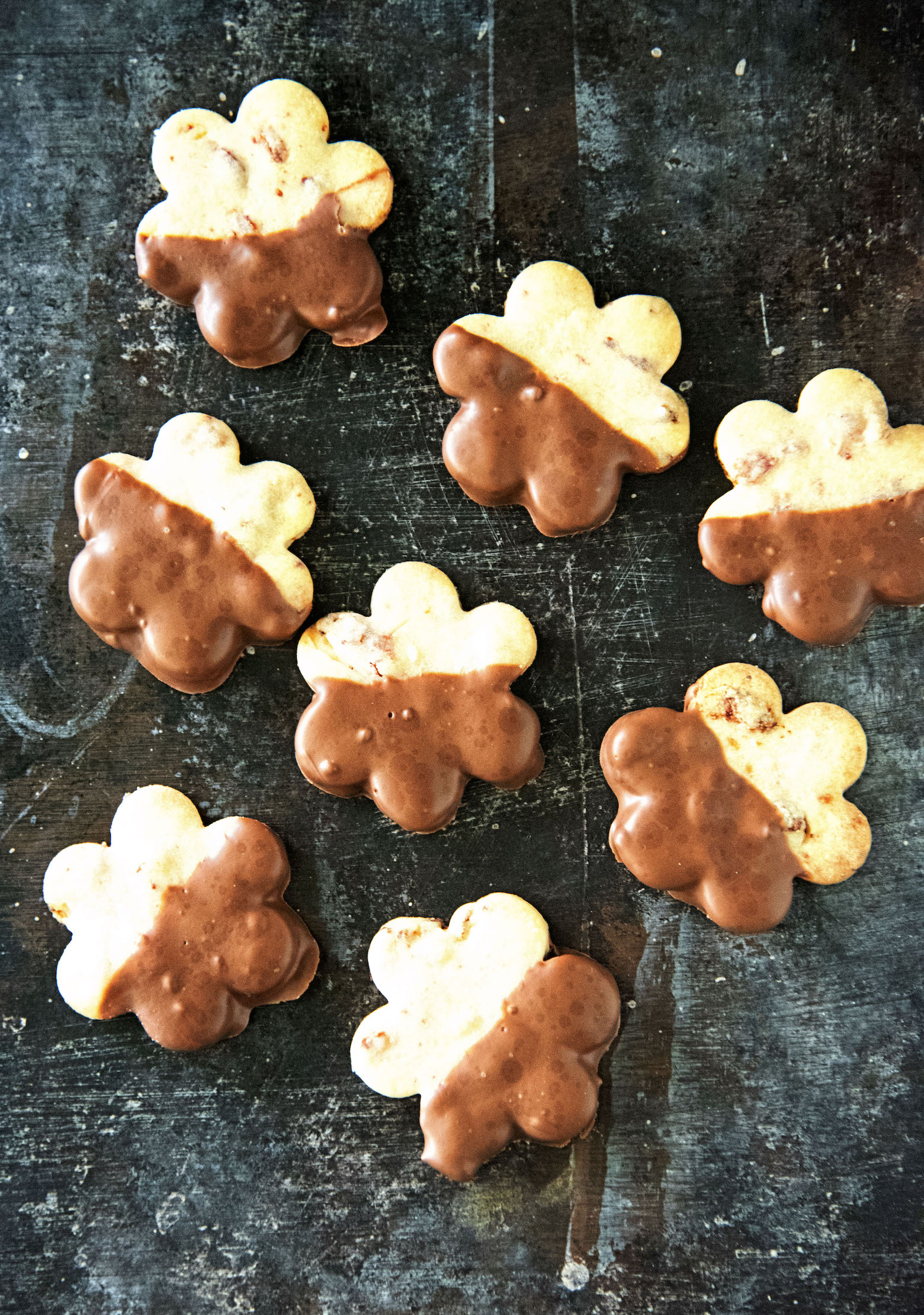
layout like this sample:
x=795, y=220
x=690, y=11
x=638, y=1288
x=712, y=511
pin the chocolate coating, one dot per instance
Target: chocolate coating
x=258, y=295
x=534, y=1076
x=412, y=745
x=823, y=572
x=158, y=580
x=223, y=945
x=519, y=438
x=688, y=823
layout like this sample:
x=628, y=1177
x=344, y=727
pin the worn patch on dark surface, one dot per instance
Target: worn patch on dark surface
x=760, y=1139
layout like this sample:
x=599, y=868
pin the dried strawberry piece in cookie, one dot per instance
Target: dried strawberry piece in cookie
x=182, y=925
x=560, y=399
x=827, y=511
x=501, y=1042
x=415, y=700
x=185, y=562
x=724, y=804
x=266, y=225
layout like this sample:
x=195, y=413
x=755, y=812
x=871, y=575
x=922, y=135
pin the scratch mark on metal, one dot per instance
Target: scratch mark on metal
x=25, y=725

----------------

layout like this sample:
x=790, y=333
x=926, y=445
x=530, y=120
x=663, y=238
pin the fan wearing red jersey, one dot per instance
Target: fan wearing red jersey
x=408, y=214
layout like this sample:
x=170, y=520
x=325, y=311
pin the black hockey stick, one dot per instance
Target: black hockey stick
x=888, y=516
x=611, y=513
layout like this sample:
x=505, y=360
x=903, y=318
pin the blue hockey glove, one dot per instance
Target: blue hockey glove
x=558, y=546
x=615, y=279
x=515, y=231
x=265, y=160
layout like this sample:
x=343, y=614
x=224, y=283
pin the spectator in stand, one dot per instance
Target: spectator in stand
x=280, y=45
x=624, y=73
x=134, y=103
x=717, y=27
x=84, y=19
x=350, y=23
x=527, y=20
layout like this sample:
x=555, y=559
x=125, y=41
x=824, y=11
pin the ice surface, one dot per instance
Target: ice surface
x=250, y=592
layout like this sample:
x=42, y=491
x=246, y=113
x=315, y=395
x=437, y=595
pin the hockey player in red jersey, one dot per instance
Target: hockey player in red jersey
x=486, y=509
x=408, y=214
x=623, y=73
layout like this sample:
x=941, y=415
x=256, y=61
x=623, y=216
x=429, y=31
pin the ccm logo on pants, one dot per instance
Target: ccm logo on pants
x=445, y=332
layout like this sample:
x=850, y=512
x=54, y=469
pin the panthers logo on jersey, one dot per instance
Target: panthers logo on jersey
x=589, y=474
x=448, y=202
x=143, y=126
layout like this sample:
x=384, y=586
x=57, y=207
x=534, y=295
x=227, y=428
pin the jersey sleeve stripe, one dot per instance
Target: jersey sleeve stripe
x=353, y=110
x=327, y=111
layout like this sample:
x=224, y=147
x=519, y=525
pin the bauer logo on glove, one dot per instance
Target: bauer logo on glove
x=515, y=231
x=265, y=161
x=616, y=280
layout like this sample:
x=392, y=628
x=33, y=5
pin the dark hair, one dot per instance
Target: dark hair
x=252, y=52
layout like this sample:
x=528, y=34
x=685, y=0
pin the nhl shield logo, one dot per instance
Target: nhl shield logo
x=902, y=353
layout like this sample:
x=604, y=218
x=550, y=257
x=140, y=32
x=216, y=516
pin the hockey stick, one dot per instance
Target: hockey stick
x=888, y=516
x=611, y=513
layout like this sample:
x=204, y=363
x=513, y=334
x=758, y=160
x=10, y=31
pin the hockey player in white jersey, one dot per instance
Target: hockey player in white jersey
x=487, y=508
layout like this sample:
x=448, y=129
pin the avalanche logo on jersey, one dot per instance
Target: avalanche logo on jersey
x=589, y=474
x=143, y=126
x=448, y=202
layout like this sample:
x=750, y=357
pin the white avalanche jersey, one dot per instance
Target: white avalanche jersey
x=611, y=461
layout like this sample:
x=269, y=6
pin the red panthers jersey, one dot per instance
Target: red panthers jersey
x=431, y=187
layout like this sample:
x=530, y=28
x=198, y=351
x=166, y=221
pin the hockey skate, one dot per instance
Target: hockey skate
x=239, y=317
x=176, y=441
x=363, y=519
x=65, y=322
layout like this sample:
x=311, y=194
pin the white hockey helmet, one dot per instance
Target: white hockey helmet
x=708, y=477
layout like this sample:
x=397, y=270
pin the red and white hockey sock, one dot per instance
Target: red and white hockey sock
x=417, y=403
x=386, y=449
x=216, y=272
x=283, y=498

----------------

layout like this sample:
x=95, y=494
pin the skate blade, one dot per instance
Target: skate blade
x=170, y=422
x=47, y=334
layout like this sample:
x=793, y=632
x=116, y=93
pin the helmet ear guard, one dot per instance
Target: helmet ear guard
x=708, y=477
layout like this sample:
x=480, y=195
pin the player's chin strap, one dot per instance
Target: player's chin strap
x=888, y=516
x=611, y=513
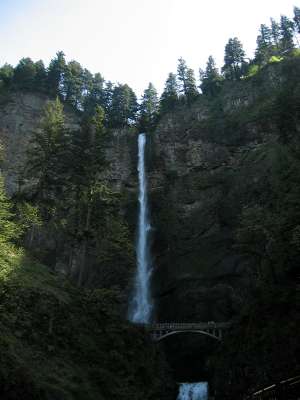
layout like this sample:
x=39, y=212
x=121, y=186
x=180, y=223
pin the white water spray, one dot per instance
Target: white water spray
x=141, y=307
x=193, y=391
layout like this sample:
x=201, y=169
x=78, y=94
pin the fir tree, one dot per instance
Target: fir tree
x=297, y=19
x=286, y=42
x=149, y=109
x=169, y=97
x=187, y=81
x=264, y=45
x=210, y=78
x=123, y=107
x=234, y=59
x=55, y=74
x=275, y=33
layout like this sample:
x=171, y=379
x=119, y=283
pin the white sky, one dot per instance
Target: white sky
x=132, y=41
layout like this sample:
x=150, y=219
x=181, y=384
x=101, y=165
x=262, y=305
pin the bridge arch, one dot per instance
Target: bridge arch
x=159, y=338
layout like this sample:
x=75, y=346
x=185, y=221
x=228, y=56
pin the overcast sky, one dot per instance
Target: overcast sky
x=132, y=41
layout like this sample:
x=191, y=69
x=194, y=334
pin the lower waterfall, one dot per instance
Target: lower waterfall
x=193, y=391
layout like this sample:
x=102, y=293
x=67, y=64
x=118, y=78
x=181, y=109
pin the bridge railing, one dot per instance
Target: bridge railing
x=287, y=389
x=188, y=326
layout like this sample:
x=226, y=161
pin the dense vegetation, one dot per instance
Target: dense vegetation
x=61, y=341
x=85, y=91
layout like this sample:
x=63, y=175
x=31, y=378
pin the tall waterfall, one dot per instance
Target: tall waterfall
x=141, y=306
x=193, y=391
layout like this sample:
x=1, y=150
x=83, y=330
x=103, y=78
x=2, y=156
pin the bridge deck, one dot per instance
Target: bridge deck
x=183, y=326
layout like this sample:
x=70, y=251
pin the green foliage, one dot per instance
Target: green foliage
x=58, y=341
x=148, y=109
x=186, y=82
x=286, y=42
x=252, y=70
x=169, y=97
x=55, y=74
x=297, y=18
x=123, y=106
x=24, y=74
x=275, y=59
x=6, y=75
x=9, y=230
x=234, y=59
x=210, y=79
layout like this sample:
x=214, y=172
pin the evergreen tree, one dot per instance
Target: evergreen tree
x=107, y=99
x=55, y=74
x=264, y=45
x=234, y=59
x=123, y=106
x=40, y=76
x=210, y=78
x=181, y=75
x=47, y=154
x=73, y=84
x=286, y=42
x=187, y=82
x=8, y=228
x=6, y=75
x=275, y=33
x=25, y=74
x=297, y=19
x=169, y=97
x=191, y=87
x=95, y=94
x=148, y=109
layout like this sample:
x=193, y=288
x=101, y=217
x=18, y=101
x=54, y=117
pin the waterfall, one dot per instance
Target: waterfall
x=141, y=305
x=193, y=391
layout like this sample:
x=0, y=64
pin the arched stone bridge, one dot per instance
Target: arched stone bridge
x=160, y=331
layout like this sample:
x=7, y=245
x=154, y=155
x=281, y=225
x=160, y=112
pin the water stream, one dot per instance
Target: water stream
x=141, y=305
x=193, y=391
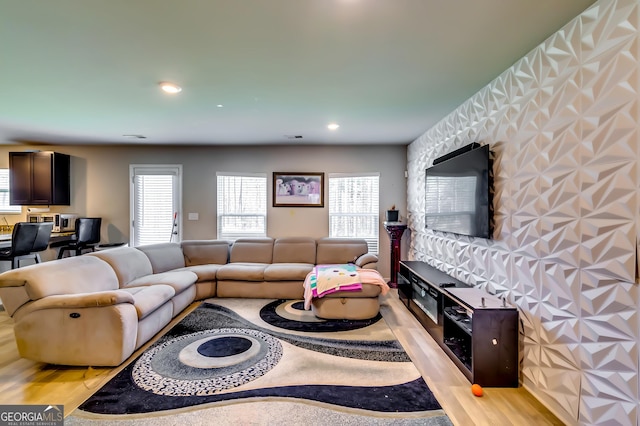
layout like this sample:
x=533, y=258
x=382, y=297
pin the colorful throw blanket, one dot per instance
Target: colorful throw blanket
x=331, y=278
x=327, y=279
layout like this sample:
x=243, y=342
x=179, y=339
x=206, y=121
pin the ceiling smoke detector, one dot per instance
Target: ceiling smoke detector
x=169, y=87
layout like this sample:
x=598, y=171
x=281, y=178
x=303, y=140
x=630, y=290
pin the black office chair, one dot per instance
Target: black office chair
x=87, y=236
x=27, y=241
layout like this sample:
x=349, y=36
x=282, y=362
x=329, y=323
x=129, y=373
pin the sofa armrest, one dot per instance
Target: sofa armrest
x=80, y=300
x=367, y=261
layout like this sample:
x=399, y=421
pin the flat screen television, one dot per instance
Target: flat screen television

----------------

### Exercise
Report every line of the material above that contains the word "dense", copying each such line in full.

### Written solution
pin the dense vegetation, one dot per instance
Target: dense vegetation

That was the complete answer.